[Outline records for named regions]

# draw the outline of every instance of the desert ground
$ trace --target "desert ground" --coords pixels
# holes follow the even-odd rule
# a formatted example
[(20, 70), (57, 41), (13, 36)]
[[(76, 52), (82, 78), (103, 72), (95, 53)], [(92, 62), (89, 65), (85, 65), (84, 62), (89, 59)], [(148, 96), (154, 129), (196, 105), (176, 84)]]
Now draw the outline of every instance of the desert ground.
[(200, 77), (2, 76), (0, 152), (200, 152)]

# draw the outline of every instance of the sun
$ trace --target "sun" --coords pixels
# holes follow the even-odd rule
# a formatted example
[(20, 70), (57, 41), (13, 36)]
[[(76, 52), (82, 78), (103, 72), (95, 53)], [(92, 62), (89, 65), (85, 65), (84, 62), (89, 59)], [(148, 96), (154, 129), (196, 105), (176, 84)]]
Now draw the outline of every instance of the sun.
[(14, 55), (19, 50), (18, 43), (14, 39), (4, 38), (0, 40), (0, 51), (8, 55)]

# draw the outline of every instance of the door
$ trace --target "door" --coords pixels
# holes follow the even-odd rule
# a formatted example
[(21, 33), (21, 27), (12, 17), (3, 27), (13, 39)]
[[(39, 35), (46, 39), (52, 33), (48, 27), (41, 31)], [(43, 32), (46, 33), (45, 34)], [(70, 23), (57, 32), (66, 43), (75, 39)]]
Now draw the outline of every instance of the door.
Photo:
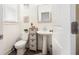
[[(76, 5), (76, 21), (79, 26), (79, 4)], [(79, 33), (76, 34), (76, 54), (79, 55)]]

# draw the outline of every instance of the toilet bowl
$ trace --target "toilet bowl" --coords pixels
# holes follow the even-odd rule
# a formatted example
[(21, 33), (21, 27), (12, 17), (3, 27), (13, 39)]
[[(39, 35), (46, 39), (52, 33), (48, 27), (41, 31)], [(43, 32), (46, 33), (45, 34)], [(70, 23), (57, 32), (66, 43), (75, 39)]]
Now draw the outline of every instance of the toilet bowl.
[(23, 55), (24, 52), (26, 51), (25, 49), (25, 46), (26, 46), (26, 43), (28, 41), (28, 35), (26, 35), (26, 40), (22, 39), (18, 42), (15, 43), (15, 48), (17, 49), (17, 55)]

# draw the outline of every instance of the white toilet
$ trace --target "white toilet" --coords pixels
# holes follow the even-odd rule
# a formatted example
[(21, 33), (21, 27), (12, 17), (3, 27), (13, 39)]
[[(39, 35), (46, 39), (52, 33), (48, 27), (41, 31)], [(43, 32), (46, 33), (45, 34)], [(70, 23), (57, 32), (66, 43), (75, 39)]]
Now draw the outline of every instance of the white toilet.
[(28, 41), (28, 34), (26, 35), (26, 40), (20, 40), (15, 43), (15, 48), (17, 49), (17, 55), (23, 55), (24, 52), (26, 51), (25, 46)]

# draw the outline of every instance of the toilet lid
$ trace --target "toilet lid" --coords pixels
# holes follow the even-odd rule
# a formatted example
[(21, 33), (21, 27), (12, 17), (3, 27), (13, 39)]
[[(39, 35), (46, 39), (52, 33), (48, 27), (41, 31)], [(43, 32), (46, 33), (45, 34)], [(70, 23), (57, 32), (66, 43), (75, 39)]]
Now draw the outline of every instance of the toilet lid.
[(21, 45), (25, 45), (25, 44), (26, 44), (26, 41), (20, 40), (20, 41), (15, 43), (15, 46), (21, 46)]

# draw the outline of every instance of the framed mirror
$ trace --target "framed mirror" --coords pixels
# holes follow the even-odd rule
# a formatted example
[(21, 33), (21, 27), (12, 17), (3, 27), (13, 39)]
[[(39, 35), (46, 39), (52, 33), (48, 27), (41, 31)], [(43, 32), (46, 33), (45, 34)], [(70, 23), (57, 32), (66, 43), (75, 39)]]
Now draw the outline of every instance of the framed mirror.
[(41, 12), (38, 21), (46, 22), (46, 23), (51, 22), (52, 21), (51, 13), (50, 12)]

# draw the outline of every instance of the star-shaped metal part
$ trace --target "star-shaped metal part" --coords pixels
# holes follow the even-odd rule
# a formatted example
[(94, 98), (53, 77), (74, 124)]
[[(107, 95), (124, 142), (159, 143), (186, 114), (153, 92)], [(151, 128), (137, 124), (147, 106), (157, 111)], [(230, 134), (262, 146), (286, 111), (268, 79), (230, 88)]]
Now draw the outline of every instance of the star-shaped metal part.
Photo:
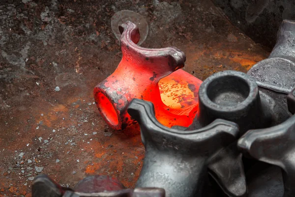
[(295, 115), (274, 127), (248, 131), (238, 147), (245, 154), (280, 167), (284, 197), (295, 196)]

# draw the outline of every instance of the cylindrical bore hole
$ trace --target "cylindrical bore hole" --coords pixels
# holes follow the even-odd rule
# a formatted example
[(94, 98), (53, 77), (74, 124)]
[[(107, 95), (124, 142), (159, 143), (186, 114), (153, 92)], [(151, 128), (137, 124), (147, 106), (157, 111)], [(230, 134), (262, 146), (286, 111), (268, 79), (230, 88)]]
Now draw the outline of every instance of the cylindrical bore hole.
[(111, 101), (102, 93), (98, 93), (97, 98), (100, 112), (112, 125), (117, 125), (119, 123), (118, 116)]
[(250, 87), (245, 79), (237, 76), (222, 76), (214, 79), (208, 85), (209, 98), (219, 105), (235, 106), (247, 98)]

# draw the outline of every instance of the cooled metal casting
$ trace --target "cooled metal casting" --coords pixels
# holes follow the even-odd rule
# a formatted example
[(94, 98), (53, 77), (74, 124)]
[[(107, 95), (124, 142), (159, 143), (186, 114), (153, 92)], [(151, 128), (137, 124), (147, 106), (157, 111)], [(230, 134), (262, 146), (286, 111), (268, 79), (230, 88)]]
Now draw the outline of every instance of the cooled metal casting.
[[(290, 94), (293, 95), (294, 91)], [(289, 105), (295, 105), (294, 100)], [(239, 148), (260, 161), (281, 167), (284, 197), (295, 196), (295, 115), (284, 123), (266, 129), (250, 130), (238, 140)], [(282, 197), (269, 193), (268, 197)]]
[(295, 21), (283, 21), (277, 42), (267, 59), (249, 70), (260, 87), (288, 94), (295, 86)]
[[(191, 166), (188, 164), (191, 163), (186, 161), (186, 157), (189, 155), (189, 161), (192, 161), (193, 159), (192, 158), (194, 159), (196, 154), (198, 152), (202, 154), (202, 152), (193, 151), (194, 155), (191, 153), (194, 148), (189, 142), (183, 141), (183, 138), (187, 137), (193, 140), (193, 137), (190, 136), (190, 132), (193, 132), (196, 130), (204, 131), (204, 130), (206, 129), (207, 127), (216, 123), (216, 120), (219, 119), (237, 124), (239, 128), (238, 136), (242, 135), (249, 130), (254, 129), (257, 131), (252, 131), (255, 133), (255, 136), (258, 138), (261, 136), (261, 140), (266, 140), (266, 141), (270, 137), (266, 137), (267, 135), (264, 135), (263, 132), (260, 133), (259, 131), (264, 131), (262, 128), (281, 124), (279, 126), (272, 128), (275, 129), (270, 130), (269, 132), (269, 136), (274, 137), (276, 135), (279, 135), (278, 137), (280, 138), (280, 140), (278, 140), (280, 142), (278, 144), (275, 144), (274, 141), (272, 142), (274, 144), (273, 148), (276, 148), (278, 151), (274, 151), (273, 152), (276, 153), (277, 155), (275, 156), (283, 157), (284, 152), (281, 151), (281, 154), (279, 153), (281, 148), (276, 147), (281, 144), (283, 145), (281, 148), (285, 147), (283, 143), (283, 141), (287, 140), (287, 138), (290, 144), (287, 142), (286, 144), (291, 147), (291, 149), (288, 149), (288, 150), (292, 150), (291, 144), (295, 142), (293, 136), (291, 134), (290, 134), (291, 135), (284, 135), (283, 133), (289, 133), (288, 131), (290, 131), (290, 129), (288, 128), (292, 128), (293, 124), (295, 124), (295, 120), (293, 120), (293, 117), (290, 118), (291, 114), (288, 112), (288, 107), (291, 111), (294, 112), (295, 111), (294, 103), (295, 102), (294, 101), (295, 100), (295, 93), (292, 92), (288, 97), (288, 106), (287, 105), (287, 97), (285, 94), (287, 91), (294, 88), (292, 82), (295, 79), (292, 65), (286, 64), (292, 62), (290, 60), (292, 60), (292, 57), (295, 57), (292, 53), (293, 49), (290, 49), (292, 45), (295, 45), (295, 36), (292, 34), (294, 31), (292, 30), (295, 25), (295, 23), (291, 21), (285, 21), (283, 23), (280, 31), (281, 34), (285, 35), (279, 36), (277, 44), (269, 58), (254, 66), (248, 72), (248, 75), (239, 72), (226, 71), (215, 73), (206, 79), (200, 87), (197, 115), (193, 123), (186, 129), (182, 127), (174, 127), (174, 128), (180, 129), (176, 130), (158, 125), (158, 122), (154, 117), (151, 103), (138, 99), (132, 101), (128, 111), (141, 126), (142, 137), (147, 151), (143, 170), (137, 183), (138, 186), (160, 185), (165, 189), (167, 194), (171, 196), (181, 196), (181, 194), (185, 194), (184, 195), (185, 196), (195, 195), (197, 197), (206, 197), (201, 192), (194, 193), (196, 191), (202, 191), (203, 187), (201, 184), (199, 184), (198, 181), (201, 178), (205, 181), (205, 176), (198, 176), (196, 182), (193, 183), (196, 187), (195, 189), (197, 190), (192, 189), (194, 188), (190, 185), (192, 181), (189, 179), (190, 183), (181, 185), (177, 185), (179, 183), (175, 181), (177, 179), (175, 177), (177, 176), (176, 174), (180, 177), (182, 177), (181, 175), (185, 176), (185, 173), (184, 175), (180, 172), (177, 174), (177, 172), (180, 171), (178, 169), (179, 166), (185, 165), (191, 168)], [(289, 31), (292, 32), (283, 31), (287, 27)], [(287, 32), (288, 36), (286, 35)], [(269, 65), (270, 62), (272, 64)], [(275, 72), (272, 71), (272, 66), (274, 66)], [(280, 68), (280, 70), (276, 70), (276, 68)], [(276, 78), (277, 76), (279, 77)], [(286, 78), (290, 79), (291, 83), (288, 83), (287, 81), (284, 81)], [(269, 85), (272, 83), (274, 85)], [(283, 88), (280, 84), (283, 84)], [(284, 121), (286, 122), (282, 123)], [(278, 132), (277, 128), (283, 129), (285, 131)], [(257, 130), (259, 129), (261, 130)], [(201, 132), (199, 134), (206, 134), (206, 133), (207, 131)], [(280, 134), (280, 133), (282, 134)], [(287, 137), (285, 137), (286, 136)], [(198, 139), (202, 139), (202, 137), (198, 137)], [(212, 142), (207, 146), (215, 145), (216, 143), (216, 141)], [(255, 194), (257, 193), (261, 194), (259, 196), (261, 197), (282, 196), (281, 191), (283, 184), (278, 168), (273, 165), (266, 165), (265, 164), (260, 163), (253, 159), (243, 158), (237, 149), (237, 141), (233, 140), (232, 143), (219, 147), (214, 157), (206, 158), (206, 165), (204, 167), (208, 169), (208, 172), (224, 193), (230, 197), (246, 197), (248, 195), (254, 197), (256, 196)], [(240, 143), (239, 141), (239, 147)], [(248, 145), (247, 143), (245, 144), (245, 147)], [(186, 148), (187, 145), (189, 147), (188, 149)], [(279, 160), (274, 163), (270, 162), (272, 158), (268, 158), (272, 156), (271, 152), (268, 152), (268, 155), (261, 155), (264, 152), (259, 151), (260, 143), (256, 145), (253, 151), (260, 154), (257, 157), (257, 159), (262, 159), (262, 161), (278, 165)], [(261, 147), (263, 150), (264, 150), (263, 146), (262, 145)], [(271, 144), (268, 146), (271, 146)], [(266, 146), (265, 149), (267, 150), (266, 147), (268, 146)], [(176, 149), (175, 147), (177, 148)], [(289, 158), (292, 158), (292, 154), (288, 155), (290, 155)], [(280, 158), (284, 159), (282, 157)], [(202, 163), (204, 161), (203, 159), (193, 162), (195, 164)], [(289, 165), (284, 166), (283, 169), (284, 171), (287, 171), (290, 176), (290, 174), (292, 174), (293, 172), (290, 173), (292, 166), (295, 165), (293, 164), (292, 159), (289, 160), (291, 160), (288, 163)], [(158, 164), (158, 162), (161, 164)], [(283, 160), (280, 162), (287, 162)], [(174, 165), (174, 164), (177, 164), (177, 165)], [(204, 166), (200, 164), (199, 166)], [(264, 170), (255, 170), (255, 167)], [(192, 168), (189, 174), (195, 174), (195, 172), (193, 168)], [(285, 195), (293, 196), (293, 191), (290, 186), (293, 184), (293, 179), (292, 177), (286, 179), (286, 173), (283, 174)], [(264, 181), (265, 176), (273, 177), (273, 181)], [(246, 179), (246, 177), (249, 178)], [(255, 186), (252, 182), (247, 182), (247, 180), (251, 180), (253, 183), (261, 183), (262, 188), (264, 189), (263, 192), (261, 192), (259, 185)], [(181, 182), (186, 183), (184, 180)], [(247, 186), (250, 186), (250, 188), (248, 188)], [(187, 187), (190, 189), (188, 190)], [(270, 188), (275, 188), (275, 192), (273, 192), (275, 195), (272, 196)], [(248, 189), (251, 190), (249, 193)], [(212, 190), (214, 189), (212, 188)], [(218, 196), (218, 195), (214, 196)]]
[(168, 197), (202, 196), (208, 161), (238, 136), (237, 125), (220, 119), (189, 131), (167, 128), (155, 118), (152, 103), (138, 99), (128, 111), (140, 125), (146, 147), (137, 186), (163, 188)]
[(62, 187), (48, 176), (37, 176), (32, 186), (32, 197), (165, 197), (165, 190), (156, 188), (126, 189), (108, 176), (88, 176), (74, 189)]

→ The task
Quote the material from the line containing "# draw the outline of every instance of the framed" through the line containing "197), (295, 196)]", inclusive, and omit the pictures.

→ Output below
# draw the outline of every instance of the framed mirror
$ trace --target "framed mirror" --coords pixels
# holes follow the even-odd rule
# a formatted example
[(21, 33), (21, 27), (12, 17), (3, 27), (13, 39)]
[[(39, 35), (46, 39), (52, 33), (48, 27), (41, 31)], [(43, 32), (46, 33), (45, 34)], [(70, 23), (57, 32), (66, 43), (75, 39)]]
Now draw the outline of every instance of the framed mirror.
[(41, 12), (38, 21), (46, 22), (46, 23), (51, 22), (52, 21), (51, 13), (50, 12)]

# draw the outline of every instance of the star-shaped metal part
$ trace --target "star-shaped metal part" --coords pixels
# holes follow the even-odd rule
# a formatted example
[(94, 98), (53, 77), (74, 124)]
[[(107, 95), (124, 142), (159, 143), (186, 114), (153, 92)], [(151, 128), (137, 124), (147, 106), (157, 111)], [(230, 134), (262, 146), (286, 111), (268, 79), (230, 88)]]
Now draw the outline of every instance of the star-shaped metal part.
Photo:
[(295, 115), (274, 127), (248, 131), (238, 147), (245, 154), (280, 167), (284, 197), (295, 196)]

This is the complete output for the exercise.